# Очередной диагноз в помойке (ВСД)



## Gal4onok (6 Апр 2017)

Здравствуйте! В 25 лет ( сейчас 27), заболела гастритом. В тот период времени было тяжело и физически и морально. Болезнь долго не лечилась, чем я себя изводила. В один день утром при сборе на работу , резко все поплыло в глазах. Зрение сфокусировалось ближе к полудню, разболелась голова. И с этого момента жизнь превратилась в ад.
Нет, у меня нет ПА, депрессии, фобий. Но есть то, что существенно снижает качество жизни. А именно: я испытываю неприятные ощущения в глазах, не переношу лампы дневного света, яркие цвета. Глаза быстро утомляются при зрительном напряжении, на фоне этого бывают головокружения. Обследования прикрепляю. У ПТ была, ничего не назначил, сказал, что адекватная. Подскажите , куда ещё податься, не могу смириться с этим( Из препаратов: актовегин, максидол, милдронат, атаракс, афабозол. После сосудистой терапии улучшений с глазами нет. Их, кстати обследовала много раз. Все впорядке.Нсли говорить о стрессе, то первоначальный актор давно устранен( уводилась) Новая работа приносит удовольствие)В новом мрт гм присутствуют единичные очаги дисциркулярного характера.

   

Из патологий имеется ПМК 0-1 с регургитацией, по мониторингу нареканий нет.
В данный момент работаю бухгалтером.
Удивило, что по мрт даже охз шеи нет. У мануального терапевта не была.


----------



## La murr (6 Апр 2017)

@Gal4onok, здравствуйте!
Вы можете обратиться к любому специалисту форума на странице его личного профиля или в переписке, дав ссылку на свою тему и задав вопросы, которые Вас интересуют - *врачи форума*


----------



## Gal4onok (6 Апр 2017)

К сожалению, у большинства отсутствует кнопка связи((


----------



## Evenelf (6 Апр 2017)

@Gal4onok, перейдите на страницы их профиля, там думаю разберётесь.

## ПРЕДСТАВЛЕННЫЕ ЗАПИСИ
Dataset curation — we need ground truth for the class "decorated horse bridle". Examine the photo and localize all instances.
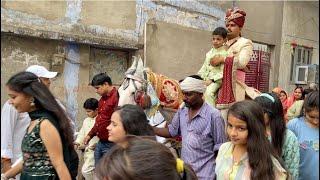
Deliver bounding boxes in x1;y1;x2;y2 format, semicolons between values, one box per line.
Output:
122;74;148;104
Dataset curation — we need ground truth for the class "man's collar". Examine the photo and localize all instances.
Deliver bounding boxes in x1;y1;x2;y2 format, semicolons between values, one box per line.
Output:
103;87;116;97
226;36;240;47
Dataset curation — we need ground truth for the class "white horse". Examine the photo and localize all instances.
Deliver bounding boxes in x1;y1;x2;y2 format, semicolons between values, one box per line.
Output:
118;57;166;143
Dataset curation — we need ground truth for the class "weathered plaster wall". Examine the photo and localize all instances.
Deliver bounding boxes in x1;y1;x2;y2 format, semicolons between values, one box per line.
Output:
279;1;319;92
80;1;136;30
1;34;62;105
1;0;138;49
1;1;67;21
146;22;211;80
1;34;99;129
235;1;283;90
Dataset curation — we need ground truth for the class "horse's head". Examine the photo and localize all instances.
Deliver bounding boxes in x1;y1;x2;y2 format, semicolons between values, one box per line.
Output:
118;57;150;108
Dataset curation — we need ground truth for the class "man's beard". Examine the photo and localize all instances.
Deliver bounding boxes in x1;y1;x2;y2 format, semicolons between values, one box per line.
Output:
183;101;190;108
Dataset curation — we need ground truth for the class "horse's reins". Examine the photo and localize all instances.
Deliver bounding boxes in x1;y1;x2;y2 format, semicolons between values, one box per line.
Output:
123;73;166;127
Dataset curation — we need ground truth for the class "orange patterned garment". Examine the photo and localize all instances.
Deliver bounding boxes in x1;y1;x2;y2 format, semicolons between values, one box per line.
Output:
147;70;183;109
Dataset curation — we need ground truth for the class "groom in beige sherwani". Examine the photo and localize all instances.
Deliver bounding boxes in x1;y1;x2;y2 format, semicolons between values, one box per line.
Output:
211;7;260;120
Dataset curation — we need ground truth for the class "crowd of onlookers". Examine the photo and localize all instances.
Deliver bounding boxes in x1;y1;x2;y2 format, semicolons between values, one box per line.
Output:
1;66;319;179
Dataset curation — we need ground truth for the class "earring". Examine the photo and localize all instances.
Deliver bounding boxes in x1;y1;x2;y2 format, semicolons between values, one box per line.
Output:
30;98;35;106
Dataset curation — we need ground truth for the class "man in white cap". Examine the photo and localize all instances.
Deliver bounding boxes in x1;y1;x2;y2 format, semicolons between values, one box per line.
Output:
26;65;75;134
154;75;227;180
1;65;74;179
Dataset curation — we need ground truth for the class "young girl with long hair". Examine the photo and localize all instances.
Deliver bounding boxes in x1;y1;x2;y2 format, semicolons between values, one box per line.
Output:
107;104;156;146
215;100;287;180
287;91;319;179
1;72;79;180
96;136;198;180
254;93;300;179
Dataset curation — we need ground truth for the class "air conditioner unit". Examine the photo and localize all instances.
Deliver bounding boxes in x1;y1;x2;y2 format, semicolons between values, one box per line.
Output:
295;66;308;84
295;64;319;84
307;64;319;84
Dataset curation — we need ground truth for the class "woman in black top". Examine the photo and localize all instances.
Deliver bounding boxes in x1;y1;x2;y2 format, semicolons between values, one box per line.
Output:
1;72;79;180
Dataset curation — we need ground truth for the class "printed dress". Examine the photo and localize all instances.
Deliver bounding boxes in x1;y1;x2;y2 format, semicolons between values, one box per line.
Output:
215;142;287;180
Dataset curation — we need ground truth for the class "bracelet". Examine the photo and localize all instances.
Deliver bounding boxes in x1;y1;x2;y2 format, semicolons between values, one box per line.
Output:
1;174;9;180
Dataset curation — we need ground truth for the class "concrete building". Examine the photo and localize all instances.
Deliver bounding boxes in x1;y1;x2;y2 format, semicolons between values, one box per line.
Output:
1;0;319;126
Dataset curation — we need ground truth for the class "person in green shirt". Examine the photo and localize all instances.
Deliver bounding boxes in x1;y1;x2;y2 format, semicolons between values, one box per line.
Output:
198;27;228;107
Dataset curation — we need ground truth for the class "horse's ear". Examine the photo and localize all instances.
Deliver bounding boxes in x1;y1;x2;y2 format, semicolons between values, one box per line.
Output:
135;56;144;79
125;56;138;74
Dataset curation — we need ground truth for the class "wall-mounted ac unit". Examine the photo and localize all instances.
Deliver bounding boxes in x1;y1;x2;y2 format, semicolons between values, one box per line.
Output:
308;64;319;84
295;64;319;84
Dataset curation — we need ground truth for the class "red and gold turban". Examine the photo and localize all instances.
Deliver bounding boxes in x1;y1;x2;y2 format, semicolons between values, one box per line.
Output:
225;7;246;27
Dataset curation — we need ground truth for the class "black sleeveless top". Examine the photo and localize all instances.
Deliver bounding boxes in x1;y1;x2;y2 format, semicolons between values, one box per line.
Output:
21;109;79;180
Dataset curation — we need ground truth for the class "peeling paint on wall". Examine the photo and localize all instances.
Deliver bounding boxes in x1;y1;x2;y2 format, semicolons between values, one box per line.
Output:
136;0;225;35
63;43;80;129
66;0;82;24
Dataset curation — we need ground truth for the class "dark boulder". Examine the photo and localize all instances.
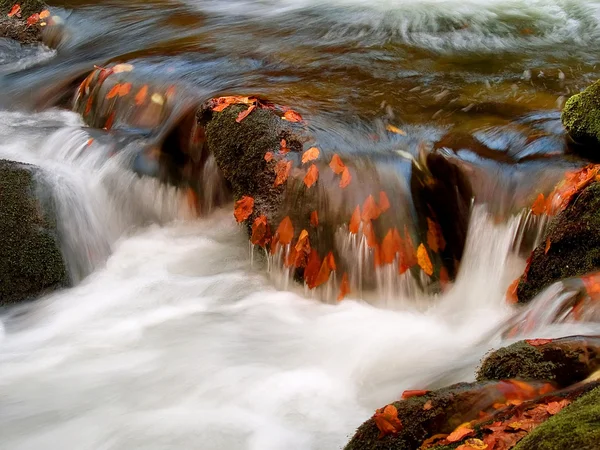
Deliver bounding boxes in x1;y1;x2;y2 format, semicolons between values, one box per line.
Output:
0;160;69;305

## ОПИСАНИЕ ЗАДАНИЯ
Напишите продолжение ветки форума о диагнозе ВСД, начиная сразу после последнего сообщения в ней.

## ОТВЕТ НА ЗАДАНИЕ
----------



## Gal4onok (6 Апр 2017)

Evenelf написал(а):


> @Gal4onok, перейдите на страницы их профиля, там думаю разберётесь.


 спасибо)


----------



## AIR (6 Апр 2017)

Вечер добрый! 
Осталось сделать рентгеновские снимки шеи с функциональными пробами и выложить..


----------



## Gal4onok (6 Апр 2017)

Почему- то в моем городе не делают эту диагностику. Это ведь рентген в нескольких положениях? Я как-то просила провести это, мне ответили, что мрт достаточно.


----------



## AIR (6 Апр 2017)

Gal4onok написал(а):


> Это ведь рентген в нескольких положениях?


Да. Шея, весьма подвижный отдел позвоночника и первой нарушается именно двигательная функция... Делать снимки просто в статике смысла нет, мы не увидим нарушений подвижности. .


----------



## Доктор Ступин (9 Апр 2017)

Зрительный анализатор.
Если окулисты ничего не находят на переферии (в глазу, кстати где остальное кроме полей зрения?), то искать надо в центральной части анализатора.


----------



## Gal4onok (9 Апр 2017)

Доктор Ступин написал(а):


> Зрительный анализатор.
> Если окулисты ничего не находят на переферии (в глазу, кстати где остальное кроме полей зрения?), то искать надо в центральной части анализатора.


Какой врач должен сделать обследование ( про зрительный анализатор)?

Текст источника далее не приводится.